Work request: Each line below must be reproduced exactly as it stands. Pictures stay out of the copy.

Stored data entries:
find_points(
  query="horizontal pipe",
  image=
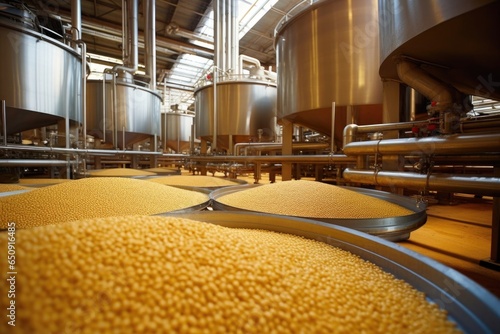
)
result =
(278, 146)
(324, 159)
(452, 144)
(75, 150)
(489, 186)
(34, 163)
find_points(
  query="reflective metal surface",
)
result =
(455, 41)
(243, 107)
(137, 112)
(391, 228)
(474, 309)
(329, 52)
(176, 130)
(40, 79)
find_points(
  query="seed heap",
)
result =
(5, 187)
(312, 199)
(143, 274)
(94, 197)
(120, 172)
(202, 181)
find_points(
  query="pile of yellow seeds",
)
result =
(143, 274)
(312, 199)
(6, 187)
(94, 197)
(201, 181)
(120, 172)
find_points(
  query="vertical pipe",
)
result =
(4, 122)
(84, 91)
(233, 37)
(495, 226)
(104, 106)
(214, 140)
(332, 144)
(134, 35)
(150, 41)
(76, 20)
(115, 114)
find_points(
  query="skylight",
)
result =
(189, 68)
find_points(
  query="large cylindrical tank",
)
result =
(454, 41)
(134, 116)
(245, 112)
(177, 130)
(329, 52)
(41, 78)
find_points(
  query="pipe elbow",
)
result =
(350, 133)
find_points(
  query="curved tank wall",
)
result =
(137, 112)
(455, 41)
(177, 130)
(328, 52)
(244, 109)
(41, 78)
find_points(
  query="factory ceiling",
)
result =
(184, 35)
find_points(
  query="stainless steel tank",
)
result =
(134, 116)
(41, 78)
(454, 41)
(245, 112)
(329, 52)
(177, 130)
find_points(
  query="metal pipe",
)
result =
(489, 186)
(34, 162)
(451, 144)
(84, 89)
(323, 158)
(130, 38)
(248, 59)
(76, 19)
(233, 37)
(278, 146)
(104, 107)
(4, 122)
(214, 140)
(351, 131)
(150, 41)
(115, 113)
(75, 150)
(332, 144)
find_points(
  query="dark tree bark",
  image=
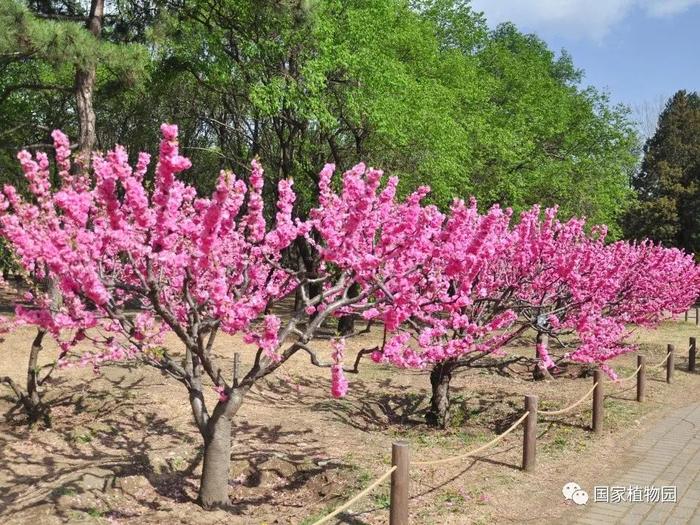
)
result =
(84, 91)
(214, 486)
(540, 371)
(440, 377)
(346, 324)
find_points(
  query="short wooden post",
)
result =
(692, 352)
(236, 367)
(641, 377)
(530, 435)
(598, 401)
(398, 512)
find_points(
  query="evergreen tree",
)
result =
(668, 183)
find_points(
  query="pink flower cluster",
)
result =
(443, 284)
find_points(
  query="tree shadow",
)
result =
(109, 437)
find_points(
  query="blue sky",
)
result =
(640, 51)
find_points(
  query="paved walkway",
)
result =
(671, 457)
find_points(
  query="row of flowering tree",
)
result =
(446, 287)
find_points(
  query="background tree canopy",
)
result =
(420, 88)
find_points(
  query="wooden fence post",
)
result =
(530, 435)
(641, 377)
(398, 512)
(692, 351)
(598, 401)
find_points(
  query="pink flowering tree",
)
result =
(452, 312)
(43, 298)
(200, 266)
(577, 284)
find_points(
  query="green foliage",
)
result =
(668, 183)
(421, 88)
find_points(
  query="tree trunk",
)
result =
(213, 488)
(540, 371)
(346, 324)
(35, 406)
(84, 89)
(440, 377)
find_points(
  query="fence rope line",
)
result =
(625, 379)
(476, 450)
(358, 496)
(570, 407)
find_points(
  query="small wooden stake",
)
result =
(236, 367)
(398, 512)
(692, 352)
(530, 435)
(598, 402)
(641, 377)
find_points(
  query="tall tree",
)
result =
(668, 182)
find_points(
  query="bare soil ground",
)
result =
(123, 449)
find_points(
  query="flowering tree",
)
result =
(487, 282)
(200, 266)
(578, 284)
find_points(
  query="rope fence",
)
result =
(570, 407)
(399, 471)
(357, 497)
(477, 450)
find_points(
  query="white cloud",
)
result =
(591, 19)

Response to this task:
find_points(
  query="horizontal pipe",
  image=
)
result =
(278, 146)
(324, 159)
(452, 144)
(75, 150)
(489, 186)
(34, 163)
find_points(
  query="reflective metal surface",
)
result =
(455, 41)
(243, 107)
(137, 112)
(391, 228)
(474, 309)
(329, 52)
(176, 130)
(40, 79)
find_points(
  query="seed heap",
)
result =
(5, 187)
(312, 199)
(143, 274)
(94, 197)
(120, 172)
(202, 181)
find_points(
  query="pile of yellow seeds",
)
result =
(143, 274)
(312, 199)
(6, 187)
(94, 197)
(201, 181)
(120, 172)
find_points(
  query="vertical pipe",
)
result =
(4, 122)
(84, 91)
(233, 37)
(495, 226)
(104, 106)
(214, 140)
(332, 144)
(134, 35)
(150, 41)
(76, 20)
(115, 114)
find_points(
  query="skylight",
)
result =
(189, 68)
find_points(
  query="large cylindrical tank",
)
result =
(454, 41)
(134, 116)
(245, 112)
(177, 130)
(329, 52)
(41, 78)
find_points(
  query="pipe elbow",
)
result =
(350, 133)
find_points(
  query="curved tank wall",
)
result =
(137, 112)
(455, 41)
(177, 130)
(328, 52)
(244, 109)
(41, 78)
find_points(
  query="factory ceiling",
)
result =
(184, 35)
find_points(
  query="stainless steel tank",
)
result =
(134, 116)
(41, 78)
(454, 41)
(245, 112)
(329, 52)
(177, 130)
find_points(
  query="metal pipe",
)
result =
(489, 186)
(34, 162)
(451, 144)
(84, 89)
(323, 158)
(130, 38)
(248, 59)
(76, 19)
(233, 37)
(278, 146)
(104, 107)
(4, 122)
(214, 140)
(351, 131)
(150, 41)
(115, 113)
(75, 150)
(332, 144)
find_points(
  query="dark tree bark",
  image=
)
result =
(84, 91)
(214, 486)
(540, 371)
(440, 377)
(346, 324)
find_points(
  query="short wooden post",
)
result =
(692, 352)
(236, 367)
(641, 377)
(530, 435)
(598, 401)
(398, 512)
find_points(
  query="evergreen tree",
)
result =
(668, 183)
find_points(
  query="pink flower cluster",
)
result =
(443, 284)
find_points(
  query="tree shadow",
)
result =
(109, 437)
find_points(
  query="blue sky",
)
result =
(640, 51)
find_points(
  query="paved walkway",
)
result =
(671, 457)
find_points(
  query="row of flowering tree",
)
result =
(446, 287)
find_points(
  query="background tree canopy",
)
result =
(420, 88)
find_points(
  query="wooden fence post",
)
result =
(530, 435)
(641, 377)
(398, 512)
(692, 351)
(598, 401)
find_points(
  query="pink flowering tree",
)
result =
(452, 312)
(43, 298)
(200, 266)
(577, 284)
find_points(
  query="green foliage",
)
result =
(668, 183)
(421, 88)
find_points(
  query="tree trunk",
)
result =
(213, 488)
(540, 371)
(346, 324)
(35, 406)
(84, 89)
(440, 377)
find_points(
  query="fence rope line",
)
result =
(625, 379)
(476, 450)
(358, 496)
(570, 407)
find_points(
  query="small wooden stake",
)
result =
(236, 367)
(398, 512)
(692, 352)
(530, 435)
(598, 402)
(641, 377)
find_points(
  query="tall tree",
)
result =
(668, 182)
find_points(
  query="bare soil ground",
)
result =
(123, 449)
find_points(
  query="flowering tree",
)
result =
(487, 282)
(200, 266)
(578, 284)
find_points(
  query="rope fence",
)
result =
(570, 407)
(399, 471)
(357, 497)
(477, 450)
find_points(
  query="white cloud",
)
result =
(591, 19)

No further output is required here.